** START OF Supplied entries **
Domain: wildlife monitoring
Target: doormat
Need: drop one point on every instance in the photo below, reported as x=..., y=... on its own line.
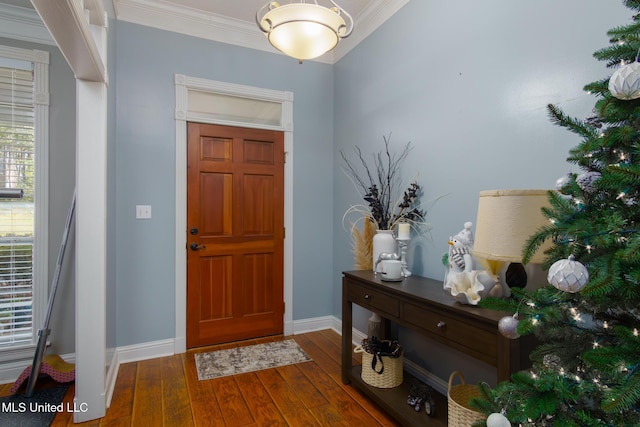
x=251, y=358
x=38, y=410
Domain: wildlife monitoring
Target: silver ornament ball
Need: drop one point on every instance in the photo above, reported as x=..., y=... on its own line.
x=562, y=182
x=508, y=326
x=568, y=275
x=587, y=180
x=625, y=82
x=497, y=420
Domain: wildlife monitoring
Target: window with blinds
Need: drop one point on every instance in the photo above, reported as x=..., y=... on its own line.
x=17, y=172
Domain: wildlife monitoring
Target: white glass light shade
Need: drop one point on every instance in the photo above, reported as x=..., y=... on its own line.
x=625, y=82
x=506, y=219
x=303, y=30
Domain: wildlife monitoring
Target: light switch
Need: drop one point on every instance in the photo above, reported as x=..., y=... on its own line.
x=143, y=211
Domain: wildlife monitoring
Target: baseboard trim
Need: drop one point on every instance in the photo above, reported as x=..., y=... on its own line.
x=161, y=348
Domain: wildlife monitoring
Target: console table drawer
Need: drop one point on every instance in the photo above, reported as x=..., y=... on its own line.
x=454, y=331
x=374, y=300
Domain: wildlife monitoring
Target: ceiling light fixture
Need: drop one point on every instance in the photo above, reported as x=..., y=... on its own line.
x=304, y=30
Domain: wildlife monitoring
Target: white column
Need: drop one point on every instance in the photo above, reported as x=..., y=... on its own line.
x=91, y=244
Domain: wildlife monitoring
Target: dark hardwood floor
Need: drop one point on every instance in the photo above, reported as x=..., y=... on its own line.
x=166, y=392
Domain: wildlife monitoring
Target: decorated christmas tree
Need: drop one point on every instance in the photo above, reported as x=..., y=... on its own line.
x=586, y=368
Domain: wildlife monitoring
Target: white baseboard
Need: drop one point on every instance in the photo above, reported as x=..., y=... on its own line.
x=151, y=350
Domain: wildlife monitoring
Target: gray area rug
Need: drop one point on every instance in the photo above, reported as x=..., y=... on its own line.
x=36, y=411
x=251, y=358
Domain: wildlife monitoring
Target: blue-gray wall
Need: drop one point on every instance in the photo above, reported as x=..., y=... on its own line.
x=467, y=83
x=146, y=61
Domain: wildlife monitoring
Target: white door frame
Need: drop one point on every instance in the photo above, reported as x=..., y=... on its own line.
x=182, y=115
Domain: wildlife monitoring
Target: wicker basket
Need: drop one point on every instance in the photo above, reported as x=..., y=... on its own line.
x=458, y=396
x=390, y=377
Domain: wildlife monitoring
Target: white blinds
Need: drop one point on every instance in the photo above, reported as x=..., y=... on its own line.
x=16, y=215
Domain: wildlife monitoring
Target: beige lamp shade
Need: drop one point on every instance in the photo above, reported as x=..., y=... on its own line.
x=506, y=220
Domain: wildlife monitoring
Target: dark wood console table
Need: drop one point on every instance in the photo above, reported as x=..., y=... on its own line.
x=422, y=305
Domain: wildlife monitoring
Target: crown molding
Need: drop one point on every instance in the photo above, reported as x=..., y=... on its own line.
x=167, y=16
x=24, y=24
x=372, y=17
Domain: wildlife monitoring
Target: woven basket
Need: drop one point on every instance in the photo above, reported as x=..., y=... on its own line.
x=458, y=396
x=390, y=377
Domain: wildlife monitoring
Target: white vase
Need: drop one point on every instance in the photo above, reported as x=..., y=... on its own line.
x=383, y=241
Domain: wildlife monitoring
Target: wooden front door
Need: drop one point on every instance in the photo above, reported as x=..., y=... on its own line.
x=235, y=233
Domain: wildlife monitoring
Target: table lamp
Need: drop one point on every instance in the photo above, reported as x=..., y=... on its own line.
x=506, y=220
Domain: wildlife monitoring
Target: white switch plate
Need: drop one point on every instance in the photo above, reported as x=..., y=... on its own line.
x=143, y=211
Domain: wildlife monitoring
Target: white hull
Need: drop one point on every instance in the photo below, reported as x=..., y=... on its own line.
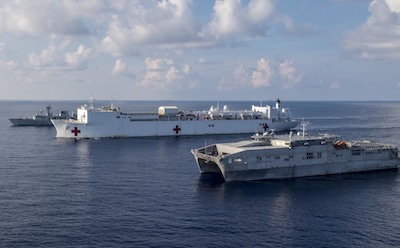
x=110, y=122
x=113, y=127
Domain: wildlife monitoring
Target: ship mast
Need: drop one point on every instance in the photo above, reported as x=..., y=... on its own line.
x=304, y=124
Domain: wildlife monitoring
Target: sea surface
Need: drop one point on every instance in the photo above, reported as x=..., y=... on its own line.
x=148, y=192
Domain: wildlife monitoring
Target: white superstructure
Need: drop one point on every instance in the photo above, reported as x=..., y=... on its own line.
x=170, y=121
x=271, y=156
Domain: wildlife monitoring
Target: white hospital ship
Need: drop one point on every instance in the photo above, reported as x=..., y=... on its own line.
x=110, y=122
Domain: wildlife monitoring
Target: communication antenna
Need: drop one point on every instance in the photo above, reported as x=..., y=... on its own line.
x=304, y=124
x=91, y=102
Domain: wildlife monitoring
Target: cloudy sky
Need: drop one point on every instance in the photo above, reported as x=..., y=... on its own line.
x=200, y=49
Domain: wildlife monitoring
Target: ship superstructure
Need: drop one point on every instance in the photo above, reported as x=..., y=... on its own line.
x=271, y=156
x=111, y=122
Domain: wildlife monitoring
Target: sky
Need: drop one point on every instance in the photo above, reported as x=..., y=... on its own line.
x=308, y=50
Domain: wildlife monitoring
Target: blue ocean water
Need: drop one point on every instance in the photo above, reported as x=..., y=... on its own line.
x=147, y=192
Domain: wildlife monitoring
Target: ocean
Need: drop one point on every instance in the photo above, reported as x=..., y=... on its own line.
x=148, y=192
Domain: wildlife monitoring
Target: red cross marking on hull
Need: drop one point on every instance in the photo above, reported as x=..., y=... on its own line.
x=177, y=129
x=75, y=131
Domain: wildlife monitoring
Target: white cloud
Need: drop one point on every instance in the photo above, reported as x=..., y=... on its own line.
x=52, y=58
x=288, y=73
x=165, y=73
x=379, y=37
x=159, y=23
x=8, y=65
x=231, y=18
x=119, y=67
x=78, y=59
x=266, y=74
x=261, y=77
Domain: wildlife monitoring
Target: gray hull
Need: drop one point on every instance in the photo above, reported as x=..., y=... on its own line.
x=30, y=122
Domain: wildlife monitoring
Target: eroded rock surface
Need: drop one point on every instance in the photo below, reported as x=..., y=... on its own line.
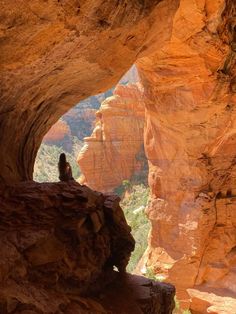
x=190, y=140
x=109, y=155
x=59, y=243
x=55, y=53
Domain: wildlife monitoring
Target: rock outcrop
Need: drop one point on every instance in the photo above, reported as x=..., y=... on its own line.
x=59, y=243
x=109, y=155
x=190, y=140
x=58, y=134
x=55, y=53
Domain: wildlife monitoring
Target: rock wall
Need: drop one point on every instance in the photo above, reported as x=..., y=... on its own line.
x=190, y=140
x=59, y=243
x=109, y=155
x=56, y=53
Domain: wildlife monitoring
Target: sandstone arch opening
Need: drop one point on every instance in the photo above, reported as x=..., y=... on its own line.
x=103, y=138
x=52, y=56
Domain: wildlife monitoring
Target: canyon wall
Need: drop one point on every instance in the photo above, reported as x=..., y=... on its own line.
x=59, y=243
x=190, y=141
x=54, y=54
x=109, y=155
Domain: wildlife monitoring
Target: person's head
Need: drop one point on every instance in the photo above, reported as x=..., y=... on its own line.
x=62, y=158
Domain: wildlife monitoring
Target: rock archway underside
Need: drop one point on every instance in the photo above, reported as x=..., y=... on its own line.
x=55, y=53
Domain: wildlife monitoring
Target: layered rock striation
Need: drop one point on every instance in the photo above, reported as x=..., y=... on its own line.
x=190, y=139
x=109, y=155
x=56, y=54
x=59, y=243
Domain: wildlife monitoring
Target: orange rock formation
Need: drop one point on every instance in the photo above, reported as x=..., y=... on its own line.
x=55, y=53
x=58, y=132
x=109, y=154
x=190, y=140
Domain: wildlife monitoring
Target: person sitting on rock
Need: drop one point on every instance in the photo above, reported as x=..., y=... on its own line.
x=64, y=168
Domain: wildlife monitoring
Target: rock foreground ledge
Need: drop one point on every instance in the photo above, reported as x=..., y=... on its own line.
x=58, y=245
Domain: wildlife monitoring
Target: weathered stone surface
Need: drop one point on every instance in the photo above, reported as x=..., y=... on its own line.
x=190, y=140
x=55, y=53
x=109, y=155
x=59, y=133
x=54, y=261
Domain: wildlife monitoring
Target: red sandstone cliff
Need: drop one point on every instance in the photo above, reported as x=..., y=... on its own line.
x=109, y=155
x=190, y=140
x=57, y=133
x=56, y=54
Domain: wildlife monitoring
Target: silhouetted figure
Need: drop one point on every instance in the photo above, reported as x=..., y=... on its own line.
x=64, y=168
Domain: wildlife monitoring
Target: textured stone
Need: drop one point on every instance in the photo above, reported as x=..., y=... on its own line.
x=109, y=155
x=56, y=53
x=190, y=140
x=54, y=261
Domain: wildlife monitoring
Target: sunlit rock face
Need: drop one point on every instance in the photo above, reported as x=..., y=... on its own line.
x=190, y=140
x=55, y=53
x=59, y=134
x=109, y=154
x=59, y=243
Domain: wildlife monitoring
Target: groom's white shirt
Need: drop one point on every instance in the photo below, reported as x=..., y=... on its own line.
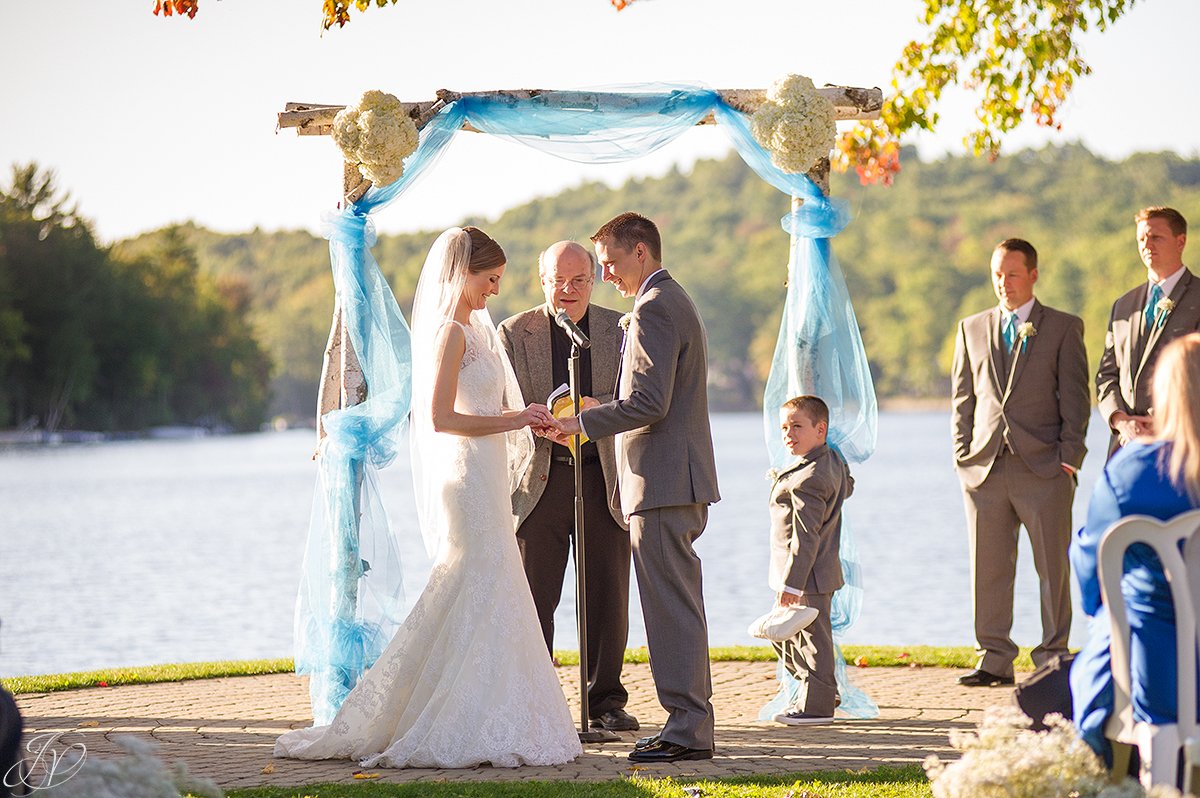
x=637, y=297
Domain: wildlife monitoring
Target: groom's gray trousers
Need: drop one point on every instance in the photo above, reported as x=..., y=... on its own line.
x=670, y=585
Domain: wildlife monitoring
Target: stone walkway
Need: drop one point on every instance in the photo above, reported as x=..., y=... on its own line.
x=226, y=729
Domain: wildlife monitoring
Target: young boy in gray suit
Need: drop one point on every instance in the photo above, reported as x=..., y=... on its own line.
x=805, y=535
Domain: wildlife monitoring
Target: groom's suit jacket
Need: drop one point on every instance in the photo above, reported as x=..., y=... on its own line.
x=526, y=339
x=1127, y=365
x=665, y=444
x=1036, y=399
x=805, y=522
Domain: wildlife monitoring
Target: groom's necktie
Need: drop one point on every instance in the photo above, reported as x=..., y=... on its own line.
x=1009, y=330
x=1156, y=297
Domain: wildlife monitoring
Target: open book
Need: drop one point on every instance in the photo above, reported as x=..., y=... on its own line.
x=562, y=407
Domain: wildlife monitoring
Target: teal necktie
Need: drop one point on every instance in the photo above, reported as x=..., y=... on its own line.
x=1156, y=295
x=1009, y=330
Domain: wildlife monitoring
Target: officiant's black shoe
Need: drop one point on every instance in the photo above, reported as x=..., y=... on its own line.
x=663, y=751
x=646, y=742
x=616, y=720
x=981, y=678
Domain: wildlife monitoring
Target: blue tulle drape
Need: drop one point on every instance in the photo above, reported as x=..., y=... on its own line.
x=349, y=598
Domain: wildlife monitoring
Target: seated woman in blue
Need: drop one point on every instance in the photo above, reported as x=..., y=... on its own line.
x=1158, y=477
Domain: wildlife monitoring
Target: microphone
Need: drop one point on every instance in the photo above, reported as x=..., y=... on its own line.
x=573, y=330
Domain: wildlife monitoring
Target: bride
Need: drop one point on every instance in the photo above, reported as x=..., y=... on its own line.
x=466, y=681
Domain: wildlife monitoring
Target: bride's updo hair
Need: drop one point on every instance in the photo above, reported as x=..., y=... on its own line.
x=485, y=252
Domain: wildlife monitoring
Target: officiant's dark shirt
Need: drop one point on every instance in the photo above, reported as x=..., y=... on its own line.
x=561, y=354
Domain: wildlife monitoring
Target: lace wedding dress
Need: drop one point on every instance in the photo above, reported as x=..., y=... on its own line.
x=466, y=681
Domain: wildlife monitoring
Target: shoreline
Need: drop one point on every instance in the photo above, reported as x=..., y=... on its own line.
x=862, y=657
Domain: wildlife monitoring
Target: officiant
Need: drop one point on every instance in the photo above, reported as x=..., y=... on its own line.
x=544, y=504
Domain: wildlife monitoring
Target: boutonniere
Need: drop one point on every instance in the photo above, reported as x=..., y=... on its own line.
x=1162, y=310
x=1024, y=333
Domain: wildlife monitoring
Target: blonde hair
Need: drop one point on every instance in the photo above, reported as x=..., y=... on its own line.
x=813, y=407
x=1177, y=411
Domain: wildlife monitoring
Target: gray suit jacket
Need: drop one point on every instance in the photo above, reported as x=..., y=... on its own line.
** END OF Supplied entries **
[Directions]
Extract each line of the items above that contains the string "sandstone", and reproduce every such line in full.

[Task result]
Target: sandstone arch opening
Target: red sandstone cliff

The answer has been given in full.